### DATASET ENTRIES ###

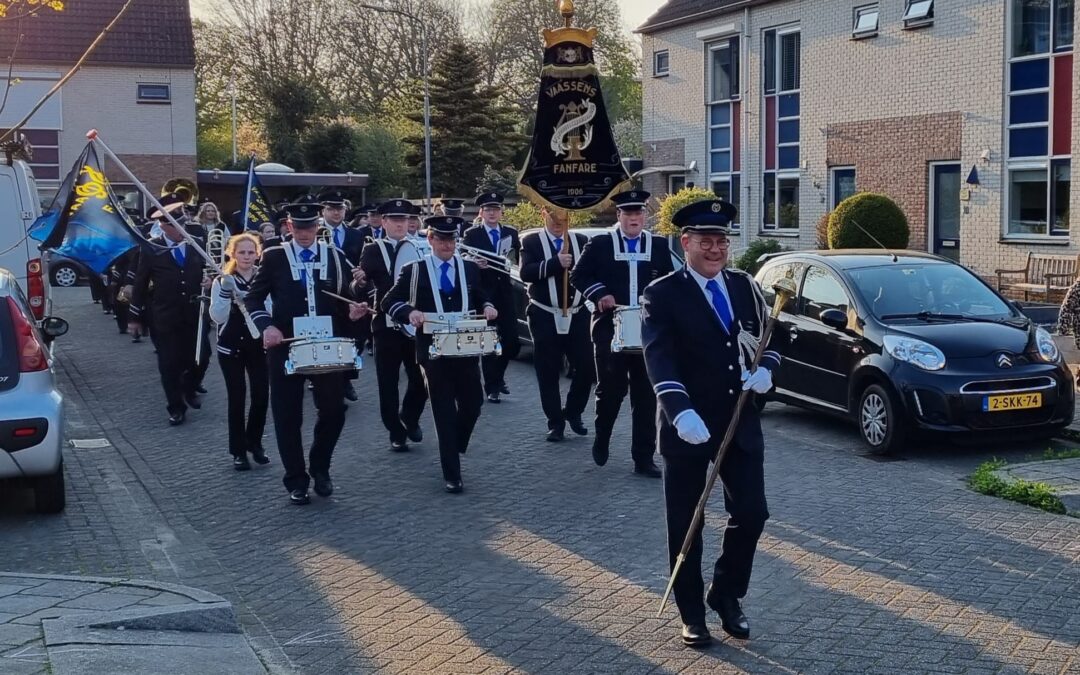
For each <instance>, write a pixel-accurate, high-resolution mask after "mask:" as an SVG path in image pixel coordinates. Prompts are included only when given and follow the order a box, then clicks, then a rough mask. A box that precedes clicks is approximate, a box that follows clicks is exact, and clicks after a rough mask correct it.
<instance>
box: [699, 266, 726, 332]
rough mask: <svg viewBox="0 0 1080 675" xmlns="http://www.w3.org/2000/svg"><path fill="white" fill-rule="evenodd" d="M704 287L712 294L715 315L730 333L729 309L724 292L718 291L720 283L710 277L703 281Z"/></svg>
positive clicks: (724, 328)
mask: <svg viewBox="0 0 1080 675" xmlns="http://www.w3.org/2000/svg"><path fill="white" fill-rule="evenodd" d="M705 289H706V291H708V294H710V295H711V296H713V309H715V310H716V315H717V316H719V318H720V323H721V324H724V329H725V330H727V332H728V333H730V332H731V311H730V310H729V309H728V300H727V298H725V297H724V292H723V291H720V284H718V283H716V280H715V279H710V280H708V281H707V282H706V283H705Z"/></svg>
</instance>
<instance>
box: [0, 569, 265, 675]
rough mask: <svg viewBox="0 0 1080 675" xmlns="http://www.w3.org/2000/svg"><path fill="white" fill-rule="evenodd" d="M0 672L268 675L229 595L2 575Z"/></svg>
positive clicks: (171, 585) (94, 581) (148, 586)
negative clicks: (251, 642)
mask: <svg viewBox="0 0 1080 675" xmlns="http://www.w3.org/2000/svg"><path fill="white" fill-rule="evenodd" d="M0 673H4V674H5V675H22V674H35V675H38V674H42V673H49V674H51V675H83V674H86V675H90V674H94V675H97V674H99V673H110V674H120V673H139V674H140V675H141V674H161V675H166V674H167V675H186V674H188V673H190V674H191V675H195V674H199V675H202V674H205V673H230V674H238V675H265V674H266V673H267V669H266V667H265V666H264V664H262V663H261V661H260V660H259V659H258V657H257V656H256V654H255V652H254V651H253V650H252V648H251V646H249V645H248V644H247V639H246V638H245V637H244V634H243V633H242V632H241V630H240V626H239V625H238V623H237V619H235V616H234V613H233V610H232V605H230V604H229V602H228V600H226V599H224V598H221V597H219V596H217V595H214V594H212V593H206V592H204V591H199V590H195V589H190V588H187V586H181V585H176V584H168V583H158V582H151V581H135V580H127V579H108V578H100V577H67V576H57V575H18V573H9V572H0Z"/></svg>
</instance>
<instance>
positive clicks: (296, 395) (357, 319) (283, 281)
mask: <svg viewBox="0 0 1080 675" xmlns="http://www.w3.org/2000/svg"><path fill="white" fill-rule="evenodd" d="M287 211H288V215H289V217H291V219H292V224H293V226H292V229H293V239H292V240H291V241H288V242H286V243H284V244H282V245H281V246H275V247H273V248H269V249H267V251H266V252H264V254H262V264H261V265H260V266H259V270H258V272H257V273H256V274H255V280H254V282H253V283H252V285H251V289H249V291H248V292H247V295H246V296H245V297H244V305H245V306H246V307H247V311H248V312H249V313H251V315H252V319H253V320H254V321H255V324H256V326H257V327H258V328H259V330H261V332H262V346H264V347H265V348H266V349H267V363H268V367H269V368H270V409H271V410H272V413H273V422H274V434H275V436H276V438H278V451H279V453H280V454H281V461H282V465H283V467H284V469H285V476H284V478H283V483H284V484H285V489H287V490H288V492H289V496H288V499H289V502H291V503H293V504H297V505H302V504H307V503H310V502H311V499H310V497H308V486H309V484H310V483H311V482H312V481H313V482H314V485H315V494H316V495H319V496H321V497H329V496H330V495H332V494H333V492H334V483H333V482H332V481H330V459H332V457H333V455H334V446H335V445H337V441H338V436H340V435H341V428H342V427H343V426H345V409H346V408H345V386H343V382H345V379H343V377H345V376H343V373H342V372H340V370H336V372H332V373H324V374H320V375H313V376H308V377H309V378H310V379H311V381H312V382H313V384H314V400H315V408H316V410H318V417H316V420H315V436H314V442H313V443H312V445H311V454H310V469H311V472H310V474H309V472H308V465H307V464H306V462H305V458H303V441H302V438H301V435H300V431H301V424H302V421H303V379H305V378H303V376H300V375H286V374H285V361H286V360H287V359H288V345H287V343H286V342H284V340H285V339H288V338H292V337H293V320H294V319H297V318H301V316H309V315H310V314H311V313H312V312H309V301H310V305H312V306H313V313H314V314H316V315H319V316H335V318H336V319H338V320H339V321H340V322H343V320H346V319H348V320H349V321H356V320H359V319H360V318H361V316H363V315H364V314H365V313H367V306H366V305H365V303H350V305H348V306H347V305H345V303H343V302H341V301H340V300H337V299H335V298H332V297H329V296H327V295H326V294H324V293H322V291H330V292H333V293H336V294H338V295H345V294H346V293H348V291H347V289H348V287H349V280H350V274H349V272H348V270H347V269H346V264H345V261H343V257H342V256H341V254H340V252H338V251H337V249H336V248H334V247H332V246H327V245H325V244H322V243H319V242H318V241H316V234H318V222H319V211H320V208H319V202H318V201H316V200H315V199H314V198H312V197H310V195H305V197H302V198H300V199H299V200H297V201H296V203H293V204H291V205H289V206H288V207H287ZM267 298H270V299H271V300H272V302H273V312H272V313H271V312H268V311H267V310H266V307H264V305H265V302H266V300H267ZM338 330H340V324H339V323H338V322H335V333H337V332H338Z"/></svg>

###

• [TO DO]:
Copy each line of the items above that contains the word "positive".

• [RESPONSE TO THE TASK]:
positive clicks: (724, 328)
positive clicks: (171, 585) (94, 581) (148, 586)
positive clicks: (296, 395) (357, 319) (283, 281)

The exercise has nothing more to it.